Excerpts from a point labeling dataset:
_ _ _
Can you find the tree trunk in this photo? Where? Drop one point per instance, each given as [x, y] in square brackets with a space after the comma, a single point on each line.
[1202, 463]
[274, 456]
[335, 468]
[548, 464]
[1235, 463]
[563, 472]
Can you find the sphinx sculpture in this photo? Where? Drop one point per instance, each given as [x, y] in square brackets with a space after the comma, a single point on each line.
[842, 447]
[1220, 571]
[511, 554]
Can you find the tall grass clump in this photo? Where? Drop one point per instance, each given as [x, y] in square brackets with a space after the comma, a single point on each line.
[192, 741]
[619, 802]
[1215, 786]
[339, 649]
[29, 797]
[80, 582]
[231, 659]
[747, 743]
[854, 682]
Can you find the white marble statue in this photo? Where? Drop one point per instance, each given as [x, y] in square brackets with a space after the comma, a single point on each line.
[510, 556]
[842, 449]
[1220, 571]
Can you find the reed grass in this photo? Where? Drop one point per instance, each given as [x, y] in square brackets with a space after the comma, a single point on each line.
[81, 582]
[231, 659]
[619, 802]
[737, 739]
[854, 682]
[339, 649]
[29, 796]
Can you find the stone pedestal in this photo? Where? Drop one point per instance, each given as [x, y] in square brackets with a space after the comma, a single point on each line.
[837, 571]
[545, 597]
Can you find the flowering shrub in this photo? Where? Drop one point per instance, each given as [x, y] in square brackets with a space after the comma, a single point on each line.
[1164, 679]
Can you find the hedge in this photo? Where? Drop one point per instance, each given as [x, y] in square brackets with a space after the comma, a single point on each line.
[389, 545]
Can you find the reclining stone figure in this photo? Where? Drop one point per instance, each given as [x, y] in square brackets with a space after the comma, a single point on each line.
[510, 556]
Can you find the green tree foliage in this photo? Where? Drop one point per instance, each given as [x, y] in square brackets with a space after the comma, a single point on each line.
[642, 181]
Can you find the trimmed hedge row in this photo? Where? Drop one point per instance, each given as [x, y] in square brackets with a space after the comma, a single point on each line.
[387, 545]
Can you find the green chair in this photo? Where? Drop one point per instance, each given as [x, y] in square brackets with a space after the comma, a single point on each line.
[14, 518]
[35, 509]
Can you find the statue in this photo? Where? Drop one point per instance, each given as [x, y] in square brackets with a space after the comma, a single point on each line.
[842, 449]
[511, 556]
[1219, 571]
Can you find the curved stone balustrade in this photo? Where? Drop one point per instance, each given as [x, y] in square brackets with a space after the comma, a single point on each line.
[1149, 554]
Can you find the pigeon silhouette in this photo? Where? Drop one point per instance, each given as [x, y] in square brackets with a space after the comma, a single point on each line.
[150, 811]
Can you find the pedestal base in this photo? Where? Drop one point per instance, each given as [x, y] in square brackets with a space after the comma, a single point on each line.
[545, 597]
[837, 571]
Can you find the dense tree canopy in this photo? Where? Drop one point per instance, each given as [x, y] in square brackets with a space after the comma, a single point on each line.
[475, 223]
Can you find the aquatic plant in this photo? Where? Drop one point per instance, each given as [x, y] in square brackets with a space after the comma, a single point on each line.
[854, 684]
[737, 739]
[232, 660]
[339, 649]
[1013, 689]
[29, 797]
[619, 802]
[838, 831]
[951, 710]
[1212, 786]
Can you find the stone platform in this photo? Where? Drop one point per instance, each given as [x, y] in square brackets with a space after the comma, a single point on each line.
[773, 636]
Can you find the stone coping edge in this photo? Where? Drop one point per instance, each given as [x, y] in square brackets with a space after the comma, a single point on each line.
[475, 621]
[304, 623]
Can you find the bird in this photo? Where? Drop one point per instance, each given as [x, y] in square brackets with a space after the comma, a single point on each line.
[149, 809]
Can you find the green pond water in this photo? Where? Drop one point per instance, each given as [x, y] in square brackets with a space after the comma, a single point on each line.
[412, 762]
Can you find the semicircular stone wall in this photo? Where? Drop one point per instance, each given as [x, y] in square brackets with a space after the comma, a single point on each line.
_ _ _
→ EXERCISE DIRECTIONS:
Please rewrite every line of the material from the line with "Can you find the pedestal" through the end of the material, requests included, multiplying each coordinate in the answers by 2.2 and rounding to whole numbers, with halves rounded up.

→ EXERCISE SOLUTION:
Can you find the pedestal base in this photo? Where? Drop one point per instance, each given as [x, y] in square brackets with a space after the comma, a single point on each line.
[1199, 1313]
[1841, 1256]
Can you find the dense tree canopy in this photo? Where? Drop one point per instance, each given as [x, y] in square brackets with a space after the comma, a single point on each line.
[1045, 491]
Can you find the aquatic plant in this photo? Where? Drop one point per instance, each given as [x, y] in square brackets with a space after the comma, a single point on each line.
[1879, 1505]
[1621, 1626]
[510, 1452]
[746, 1428]
[2229, 1516]
[64, 1753]
[1362, 1764]
[1844, 1828]
[2092, 1562]
[2666, 1729]
Can you find the stone platform in this photo? Where? Drop one point per instance, each given as [x, y] in square brackets with a space after the comma, a single point on each line.
[1701, 1399]
Can you find the stone coping edge in this photo? Where? Drop one point per instance, each given as [x, y] in square brackets with a space after the comma, a single point on each line.
[1045, 1366]
[669, 1371]
Can you find the bird in this photo? Where? Drop one point per instance, each given as [x, y] in square brackets with a space after the comma, a single point on each line.
[328, 1780]
Can you find the green pond water in this photo? Where? Drop one point per instance, each given as [x, y] in square brackets with a space after the comma, a single point on each line.
[906, 1676]
Can you find the semicircular stone wall in this photo? Where? Drop one point per instance, each given as [x, y] in square brackets with a space after the comma, a single point on each line.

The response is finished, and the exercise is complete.